*** Exercise data Section Begins ***

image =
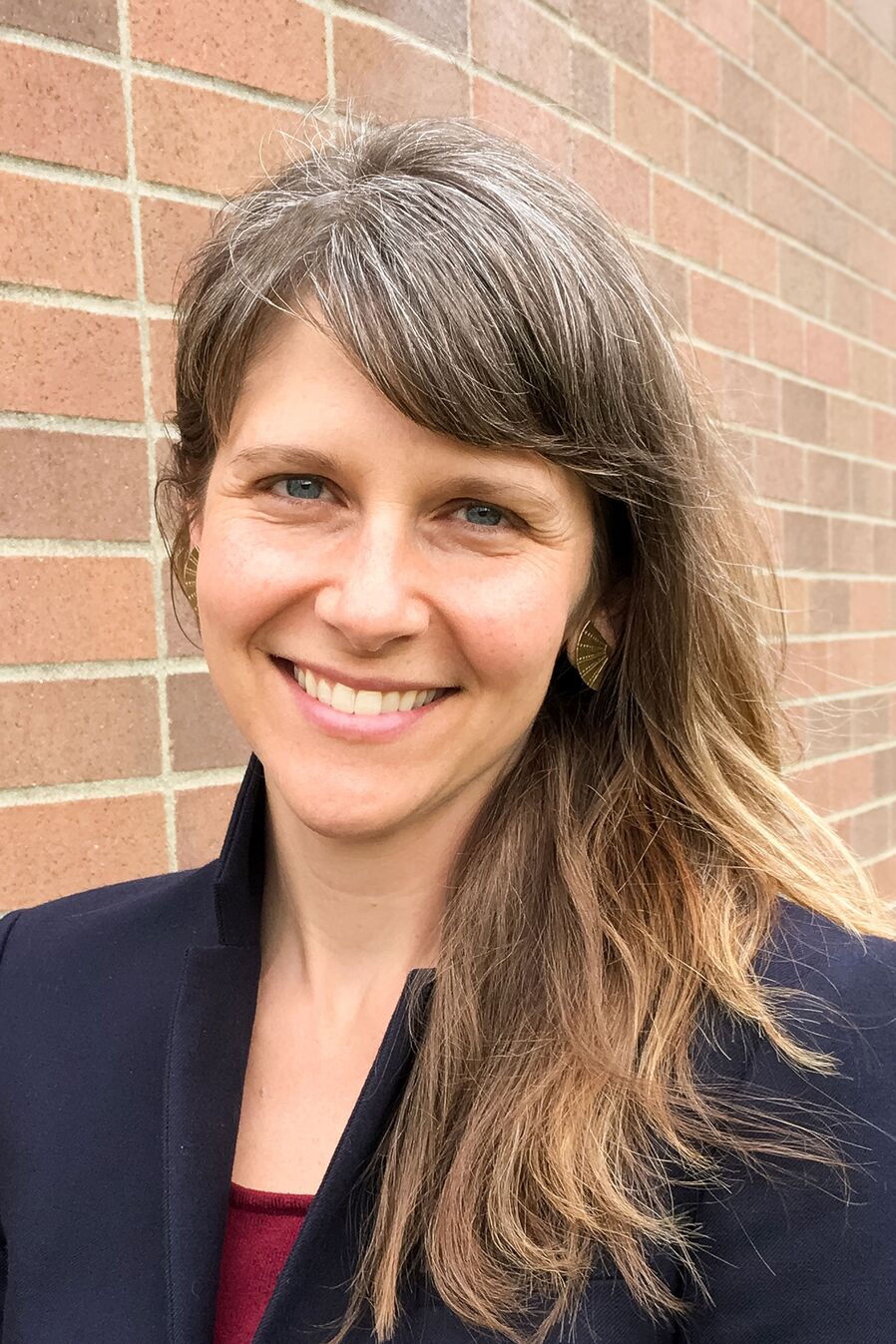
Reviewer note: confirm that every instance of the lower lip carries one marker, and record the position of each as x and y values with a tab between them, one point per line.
357	727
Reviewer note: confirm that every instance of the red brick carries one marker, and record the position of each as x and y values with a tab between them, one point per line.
648	121
786	204
872	131
73	485
828	480
883	434
90	22
70	363
747	251
443	24
803	413
512	115
871	372
881	84
518	41
717	162
826	356
806	541
848	423
872	491
751	397
780	471
809	18
685	222
802	143
849	302
718	313
271	45
162	341
871	252
803	279
848	47
685	63
590	85
51	849
201	818
203	735
883	318
620	185
76	609
670	283
727	23
861	186
65	236
418	84
778	336
747	105
170	231
868	604
621	26
826	96
82	116
69	731
778	55
208	140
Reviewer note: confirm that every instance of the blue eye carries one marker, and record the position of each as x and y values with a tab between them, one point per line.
297	485
484	511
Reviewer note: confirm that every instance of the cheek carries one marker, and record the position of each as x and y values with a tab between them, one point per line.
515	628
243	580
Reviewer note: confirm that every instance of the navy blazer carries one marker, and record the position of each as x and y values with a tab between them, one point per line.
125	1021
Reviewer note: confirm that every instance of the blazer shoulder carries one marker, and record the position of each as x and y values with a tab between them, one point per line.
854	977
179	902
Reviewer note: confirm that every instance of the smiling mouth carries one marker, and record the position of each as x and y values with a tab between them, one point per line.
364	701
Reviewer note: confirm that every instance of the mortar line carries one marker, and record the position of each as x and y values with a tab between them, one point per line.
146	360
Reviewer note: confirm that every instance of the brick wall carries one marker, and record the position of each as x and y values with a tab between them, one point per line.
747	146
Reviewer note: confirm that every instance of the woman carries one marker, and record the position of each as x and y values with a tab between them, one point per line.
523	973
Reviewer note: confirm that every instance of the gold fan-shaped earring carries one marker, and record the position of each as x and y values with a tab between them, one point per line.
592	654
190	578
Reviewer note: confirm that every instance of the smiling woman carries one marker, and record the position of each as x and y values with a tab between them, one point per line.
526	996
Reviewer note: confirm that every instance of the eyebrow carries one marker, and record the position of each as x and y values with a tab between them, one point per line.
464	483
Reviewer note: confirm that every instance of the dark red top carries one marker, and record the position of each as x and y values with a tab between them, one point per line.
259	1234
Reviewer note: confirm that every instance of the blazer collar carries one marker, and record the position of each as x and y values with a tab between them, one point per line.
208	1054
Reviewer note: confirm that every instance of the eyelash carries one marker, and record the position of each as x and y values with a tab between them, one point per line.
512	520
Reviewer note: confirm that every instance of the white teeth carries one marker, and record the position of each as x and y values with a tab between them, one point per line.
342	699
361	701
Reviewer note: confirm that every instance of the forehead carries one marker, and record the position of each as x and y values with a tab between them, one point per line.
302	390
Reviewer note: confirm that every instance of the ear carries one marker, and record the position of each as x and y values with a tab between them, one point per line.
197	529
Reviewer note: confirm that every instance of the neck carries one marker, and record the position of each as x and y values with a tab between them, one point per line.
345	920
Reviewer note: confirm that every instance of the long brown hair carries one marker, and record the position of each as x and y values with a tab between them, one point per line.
625	872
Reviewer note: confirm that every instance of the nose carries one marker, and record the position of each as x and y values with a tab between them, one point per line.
373	597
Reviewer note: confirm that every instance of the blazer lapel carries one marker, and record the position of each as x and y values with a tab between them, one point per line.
208	1054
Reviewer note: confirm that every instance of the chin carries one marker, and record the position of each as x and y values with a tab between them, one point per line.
342	813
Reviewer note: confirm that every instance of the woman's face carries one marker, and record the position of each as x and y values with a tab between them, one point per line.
340	542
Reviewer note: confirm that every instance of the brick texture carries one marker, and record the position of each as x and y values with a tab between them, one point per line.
748	147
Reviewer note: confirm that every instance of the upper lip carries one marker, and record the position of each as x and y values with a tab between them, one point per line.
357	682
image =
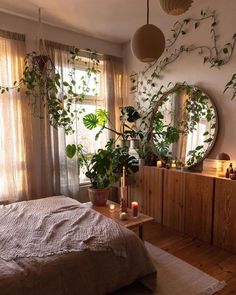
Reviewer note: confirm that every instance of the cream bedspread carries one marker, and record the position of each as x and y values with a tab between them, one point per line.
55	225
94	268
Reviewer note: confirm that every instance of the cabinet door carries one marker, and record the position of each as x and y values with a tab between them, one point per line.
224	234
147	189
199	191
173	199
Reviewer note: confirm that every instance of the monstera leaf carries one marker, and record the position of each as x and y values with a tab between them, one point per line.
90	121
102	116
130	114
70	150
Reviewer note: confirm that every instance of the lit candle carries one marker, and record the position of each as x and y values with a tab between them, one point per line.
123	184
123	216
134	207
173	164
112	208
159	164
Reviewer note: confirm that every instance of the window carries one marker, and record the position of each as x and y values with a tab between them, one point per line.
94	99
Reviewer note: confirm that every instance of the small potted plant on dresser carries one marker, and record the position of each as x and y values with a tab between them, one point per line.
104	168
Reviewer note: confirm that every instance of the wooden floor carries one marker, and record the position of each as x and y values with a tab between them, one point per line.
214	261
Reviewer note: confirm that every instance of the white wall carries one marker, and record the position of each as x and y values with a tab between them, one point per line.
30	29
190	68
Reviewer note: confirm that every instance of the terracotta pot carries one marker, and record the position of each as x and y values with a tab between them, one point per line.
98	197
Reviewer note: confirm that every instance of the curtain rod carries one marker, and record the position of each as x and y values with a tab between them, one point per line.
12	35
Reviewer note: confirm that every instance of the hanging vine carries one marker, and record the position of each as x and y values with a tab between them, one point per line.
214	55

*** Exercise data Section Ends ***

* [Exercise] Repeat each entry exactly as it appears; skip any picture.

* [Problem solution]
image =
Reviewer note: confirm that every instance of the lower lip carries one marker, and record the position of each as x and y values with a tab between them, one point per line.
357	727
Reviewer note: confirm that every instance of the red brick carries one marker, and record the position of each as x and y values with a tab between them, one point per line.
648	121
786	204
872	131
73	485
828	480
883	434
90	22
70	363
747	251
443	24
803	413
512	115
871	372
881	84
518	41
717	162
826	356
806	541
848	423
872	491
751	397
780	471
809	18
685	222
802	143
849	302
718	313
271	45
162	341
871	252
803	279
848	47
685	63
590	85
51	849
201	818
203	735
883	318
620	185
76	609
670	283
727	23
861	186
65	236
418	84
778	336
747	105
170	231
868	604
621	26
826	96
82	116
69	731
778	55
208	140
Reviewer note: confirm that every instance of the blue eye carries one marker, and record the position of each as x and y values with a tab between them, one point per line.
297	485
484	511
Reviewer note: confirm that every instance of the cheek carries one marker, and record the position of each as x and y values with a tab between them, one point per line.
515	628
243	580
Reviewer note: confirm that every instance of the navy blazer carries one marker, and record the position of each as x and y values with a tab between them, one point per line.
125	1021
Reviewer note: confirm that every instance of the blazer shoulder carries one marker, and record the position of each as x and y values with a tab between them, one point per line.
854	977
179	902
Reviewer note: confirm that every instance of the smiling mouth carries one marker, and record the position of each as x and y values with a tab between them, one point per line.
364	701
Reviewer note: confirm that every instance of the mortar line carries one marker, and record the position of each as x and y values with a tab between them, one point per line.
146	360
Reviewer note: confirm that every instance of the brick wall carries one marker, and record the position of each as x and y values with a tab between them, one point per line.
747	146
Reviewer note: confirm that every instance of the woman carries one marker, and record the position of each as x and y values with a tab between them, one point per line.
523	973
Reviewer note: confirm that every instance of the gold fan-shaped earring carries one marker, and record the position of each as x and y values with a tab between them, one point per line.
592	654
190	578
Reviewer note: confirm that every instance of the smiling woman carries one marker, and record the position of each as x and y values with a tab between them, one point per line.
526	996
Reviewer note: confirm that every instance of the eyebrow carries one marker, and record the position of each as x and y values with a tab between them, one point per line.
464	483
Reviewer note: confirm that every instance of the dark red top carries one marker, and record the position of each as x and y values with a tab between them, one point per line.
259	1234
Reviewer note: confirm that every instance of the blazer collar carries one marker, and record the position of each as x and y values with a tab between them, one point per line.
208	1054
Reviewer note: confirm that every instance of the eyelash carries one marker, and record the position of each as x and y values with a tab between them, one point per line.
512	520
Reviewer note: confirm that every instance of the white teeth carries one marker, and record the position of each as x and y values with a tab between them, one point per line.
342	699
361	701
Reviewer note: confirm that every instance of the forehead carries one marker, and record the position of each as x and y values with a tab between them, one point per line.
302	390
Reviewer note: confirm that every instance of the ear carries one marker, and record the position of each as x and y values with a tab between them, one point per line.
197	529
Reviewer note: confirm that every instance of the neck carries one marker, and record the position of each as x and y values with a tab between them, one point per line.
345	920
Reviewer note: confirm that every instance of the long brown hair carries one marker, and record the position of each as x and y values with a tab between them, one point per line.
625	872
Reviewer note: confirm that every instance of the nose carries one marker, and record the position of each as x and y values with a tab between them, one point per line.
373	597
Reviewer note: confirm that every instance of the blazer lapel carries one marker, and record the position of each as x and y values with a tab between them, one point per line.
208	1054
Reviewer note: confirm that every instance of the chin carries one marker, and record the position of each as x and y values with a tab between them, one point per line.
342	813
Reviewer note: confirm that every instance of the woman's face carries one marker, and record the position of each as x and y values with a tab between them, one point per line.
340	542
Reviewer note: confirm that every instance of the brick texture carries one marker, and record the position of each as x and y values with a tab between them, one point per line.
748	147
Reviewer note: confirm that every instance of the upper lip carries one marker, and record the position of each as x and y values with a tab between them, one point per line.
357	682
image =
Reviewer note: confirm that every instance of the cream bedspread carries one marker, and record the position of each as x and y values with a tab between them, one point per line.
55	225
94	268
Reviewer note: confirm that every instance of the cabinet door carries one marker, and record the position of each as x and y values with a tab between them, one point per line.
224	234
147	189
199	191
173	199
Reviewer note: confirm that every instance of the monstera leaf carries one marker, and record the position of each as x and y values with a tab between them, one point per line.
90	121
102	116
130	114
70	150
Reviewer note: confirm that every instance of the lit candle carries one marker, and record the position of each as x and y values with a tab between them, one point per line.
123	184
123	216
134	207
173	164
112	208
159	164
Reviewer note: confirm that every instance of the window carries one marker, and record the position of each as x and y values with a tab between them, one point per line.
94	99
Reviewer note: confirm that every instance of the small potted plant on dresser carries one marker, and record the position of each as x and y values with a tab between them, one point per line.
104	168
Reviewer note: confirm that every instance of the wooden floor carries one marker, and record the position of each as x and y values with a tab between them, one point per line.
214	261
Reviewer note: confirm that every instance of the white wall carries one marker, and record the position of each as x and y values with a tab between them, one point per line.
30	29
190	68
Reviewer note: confirm that every instance of the terracotta pot carries one marker, and record the position of each as x and y values with a tab between them, one point per line.
98	197
Reviewer note: confirm that every instance of the curtain rod carries one marker, and record the position of each as x and y values with a tab between them, one point per line.
12	35
Reviewer note: confirm that every instance of the hanging vine carries one marker, and record the position of each as x and y values with a tab between them, one point per line.
214	55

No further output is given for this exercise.